> _REQUIRED ACTION_
Every line of the material below that contains the string "query" must appear in the answer.

——

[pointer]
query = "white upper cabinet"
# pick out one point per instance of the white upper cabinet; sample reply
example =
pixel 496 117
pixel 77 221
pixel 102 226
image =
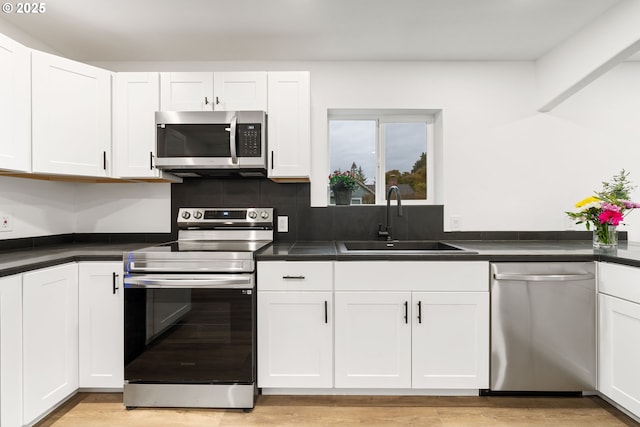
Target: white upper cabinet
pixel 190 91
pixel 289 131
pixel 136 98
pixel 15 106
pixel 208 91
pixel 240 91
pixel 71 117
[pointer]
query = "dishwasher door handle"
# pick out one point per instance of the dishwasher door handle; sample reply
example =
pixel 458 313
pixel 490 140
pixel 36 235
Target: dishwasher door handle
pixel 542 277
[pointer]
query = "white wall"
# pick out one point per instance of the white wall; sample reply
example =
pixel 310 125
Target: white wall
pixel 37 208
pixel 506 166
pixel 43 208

——

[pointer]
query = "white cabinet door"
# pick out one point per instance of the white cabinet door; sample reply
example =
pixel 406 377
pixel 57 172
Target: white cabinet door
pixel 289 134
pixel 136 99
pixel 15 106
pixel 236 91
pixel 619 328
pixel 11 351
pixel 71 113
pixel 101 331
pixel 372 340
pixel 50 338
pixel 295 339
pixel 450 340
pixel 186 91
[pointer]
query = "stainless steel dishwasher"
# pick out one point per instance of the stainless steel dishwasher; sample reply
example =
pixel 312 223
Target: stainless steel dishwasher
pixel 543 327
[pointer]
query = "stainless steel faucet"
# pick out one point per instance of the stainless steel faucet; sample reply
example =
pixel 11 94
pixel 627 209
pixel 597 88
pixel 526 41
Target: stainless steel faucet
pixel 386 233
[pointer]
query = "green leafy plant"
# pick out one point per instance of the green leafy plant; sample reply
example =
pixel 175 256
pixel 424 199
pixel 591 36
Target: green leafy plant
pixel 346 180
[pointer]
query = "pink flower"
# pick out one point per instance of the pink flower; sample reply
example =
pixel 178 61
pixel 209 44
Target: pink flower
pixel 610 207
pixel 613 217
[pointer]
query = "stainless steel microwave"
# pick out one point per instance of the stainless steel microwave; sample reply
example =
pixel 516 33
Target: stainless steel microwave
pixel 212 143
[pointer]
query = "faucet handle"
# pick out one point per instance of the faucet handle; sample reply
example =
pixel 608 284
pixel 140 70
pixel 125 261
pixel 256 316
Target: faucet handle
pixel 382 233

——

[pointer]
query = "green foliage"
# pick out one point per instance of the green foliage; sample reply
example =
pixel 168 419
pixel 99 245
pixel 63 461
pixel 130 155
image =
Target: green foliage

——

> _RESULT FOR THIS TASK_
query = "white upper cabinet"
query = "dishwasher door handle"
query = "white wall"
query = "white cabinet door"
query = "stainless steel dishwasher"
query = "stainless steel faucet"
query = "green leafy plant"
query = "pink flower"
query = "stainless steel microwave"
query = "faucet handle"
query = "green foliage"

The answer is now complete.